Atal Bihari Vajpayee: A prime minister who saw moderation in politics as a foundational principle
Vajpayee was known to speak slowly, sometimes with long pauses, because he chose his words with utmost care. But in those pithy but strong words lay Vajpayee's innate convictions about his 'idea of India'
It is ironical that amid calls for social harmony and religious unity in keeping with the spirit of Christmas, bigotry and revanchism are raising their ugly heads in India as fundamentalist Hindu religious leaders assert in relation to the growing list of mosque-temple disputes - "what is our historic property should definitely be ours; we should take it, no matter how".
The sharp retort of Hindu spiritual leader Jagadguru Rambhadracharaya was in response to the reported statement of RSS chief Mohan Bhagwat, who recently expressed concern over the resurgence of several temple-mosque disputes in the country and said raking up of old religious disputes "is not acceptable" and "India needs to show that we can live together."
As the country embarks on the centenary celebrations of former prime minister Atal Bihari Vajpayee, a three-time prime minister who was liked and respected across the ideological spectrum, it is instructive to recall his thoughts on Hindu-Muslim relations. In an interview to IANS news agency in May 2004, just before the national elections, Vajpayee expressed the wish to see "a new chapter in Hindu-Muslim relations" that will strengthen national unity and enable India to develop its full potential.

_Instructions:_
1 - In the Vajpayee article, what did Vajpayee say he wished to see when he spoke to IANS in May 2004?
2 - From the Vajpayee article, extract the part that opens with the words containing "The sharp retort" and closes with "its full potential.".

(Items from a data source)

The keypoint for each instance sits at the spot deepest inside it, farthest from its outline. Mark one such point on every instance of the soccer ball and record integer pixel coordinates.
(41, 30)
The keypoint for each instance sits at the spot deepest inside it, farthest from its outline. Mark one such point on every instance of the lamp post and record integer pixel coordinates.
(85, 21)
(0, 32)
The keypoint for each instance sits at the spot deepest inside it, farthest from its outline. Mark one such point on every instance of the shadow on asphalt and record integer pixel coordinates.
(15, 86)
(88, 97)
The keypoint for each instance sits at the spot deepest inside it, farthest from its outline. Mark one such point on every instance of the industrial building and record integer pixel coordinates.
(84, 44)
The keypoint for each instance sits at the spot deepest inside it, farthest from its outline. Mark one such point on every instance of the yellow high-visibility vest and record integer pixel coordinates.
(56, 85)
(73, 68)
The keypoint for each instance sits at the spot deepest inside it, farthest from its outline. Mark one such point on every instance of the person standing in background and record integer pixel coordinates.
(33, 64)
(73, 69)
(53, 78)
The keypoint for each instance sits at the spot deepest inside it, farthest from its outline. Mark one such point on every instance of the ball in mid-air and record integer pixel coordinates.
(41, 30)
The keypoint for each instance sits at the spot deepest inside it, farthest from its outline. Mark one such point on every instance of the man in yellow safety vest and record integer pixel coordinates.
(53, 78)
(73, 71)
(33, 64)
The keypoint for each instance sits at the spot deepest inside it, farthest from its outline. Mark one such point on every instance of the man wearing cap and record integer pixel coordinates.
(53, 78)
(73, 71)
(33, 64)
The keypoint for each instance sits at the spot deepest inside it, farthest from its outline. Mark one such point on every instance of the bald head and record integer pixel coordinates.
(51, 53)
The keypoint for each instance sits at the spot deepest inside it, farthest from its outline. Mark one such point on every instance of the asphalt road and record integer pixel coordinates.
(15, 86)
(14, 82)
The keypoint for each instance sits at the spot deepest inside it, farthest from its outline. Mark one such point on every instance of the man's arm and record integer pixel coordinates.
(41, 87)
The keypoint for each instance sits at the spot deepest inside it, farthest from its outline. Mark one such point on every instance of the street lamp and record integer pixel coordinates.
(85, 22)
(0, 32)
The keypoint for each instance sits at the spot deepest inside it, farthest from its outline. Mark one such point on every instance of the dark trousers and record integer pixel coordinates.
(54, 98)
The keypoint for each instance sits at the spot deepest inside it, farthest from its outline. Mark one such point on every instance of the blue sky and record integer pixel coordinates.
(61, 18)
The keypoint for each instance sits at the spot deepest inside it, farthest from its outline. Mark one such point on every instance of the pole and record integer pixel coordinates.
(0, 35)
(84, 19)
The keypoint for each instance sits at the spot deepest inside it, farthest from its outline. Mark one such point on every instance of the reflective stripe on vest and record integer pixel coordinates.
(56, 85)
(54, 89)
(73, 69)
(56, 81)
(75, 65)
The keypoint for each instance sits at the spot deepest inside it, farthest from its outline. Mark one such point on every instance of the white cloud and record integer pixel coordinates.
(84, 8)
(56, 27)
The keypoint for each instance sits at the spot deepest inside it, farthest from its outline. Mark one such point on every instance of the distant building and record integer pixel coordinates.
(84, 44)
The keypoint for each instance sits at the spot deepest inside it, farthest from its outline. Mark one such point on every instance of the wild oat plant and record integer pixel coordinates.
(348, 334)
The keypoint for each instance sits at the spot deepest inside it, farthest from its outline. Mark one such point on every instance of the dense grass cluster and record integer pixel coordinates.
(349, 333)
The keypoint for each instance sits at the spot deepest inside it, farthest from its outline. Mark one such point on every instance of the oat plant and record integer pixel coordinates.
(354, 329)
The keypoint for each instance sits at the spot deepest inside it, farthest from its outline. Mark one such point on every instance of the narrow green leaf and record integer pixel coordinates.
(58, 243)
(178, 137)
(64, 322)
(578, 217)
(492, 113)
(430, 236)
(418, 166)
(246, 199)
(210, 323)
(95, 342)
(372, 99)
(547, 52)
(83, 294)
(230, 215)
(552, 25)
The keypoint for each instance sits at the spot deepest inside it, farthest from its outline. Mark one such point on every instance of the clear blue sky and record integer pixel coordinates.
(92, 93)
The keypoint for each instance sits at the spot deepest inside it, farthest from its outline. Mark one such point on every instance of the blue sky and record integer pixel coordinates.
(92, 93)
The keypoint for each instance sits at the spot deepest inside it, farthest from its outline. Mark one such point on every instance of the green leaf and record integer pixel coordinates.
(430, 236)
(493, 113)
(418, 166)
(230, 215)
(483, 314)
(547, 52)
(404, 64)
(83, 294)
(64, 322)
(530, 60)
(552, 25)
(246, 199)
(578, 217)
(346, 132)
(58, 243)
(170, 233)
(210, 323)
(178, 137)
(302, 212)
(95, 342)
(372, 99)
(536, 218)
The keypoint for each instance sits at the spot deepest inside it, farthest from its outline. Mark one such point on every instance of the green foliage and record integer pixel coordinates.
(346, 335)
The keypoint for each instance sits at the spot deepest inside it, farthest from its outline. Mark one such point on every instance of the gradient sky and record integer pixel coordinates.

_Answers:_
1 - He wished to see "a new chapter in Hindu-Muslim relations."

2 -
The sharp retort of Hindu spiritual leader Jagadguru Rambhadracharaya was in response to the reported statement of RSS chief Mohan Bhagwat, who recently expressed concern over the resurgence of several temple-mosque disputes in the country and said raking up of old religious disputes "is not acceptable" and "India needs to show that we can live together."
As the country embarks on the centenary celebrations of former prime minister Atal Bihari Vajpayee, a three-time prime minister who was liked and respected across the ideological spectrum, it is instructive to recall his thoughts on Hindu-Muslim relations. In an interview to IANS news agency in May 2004, just before the national elections, Vajpayee expressed the wish to see "a new chapter in Hindu-Muslim relations" that will strengthen national unity and enable India to develop its full potential.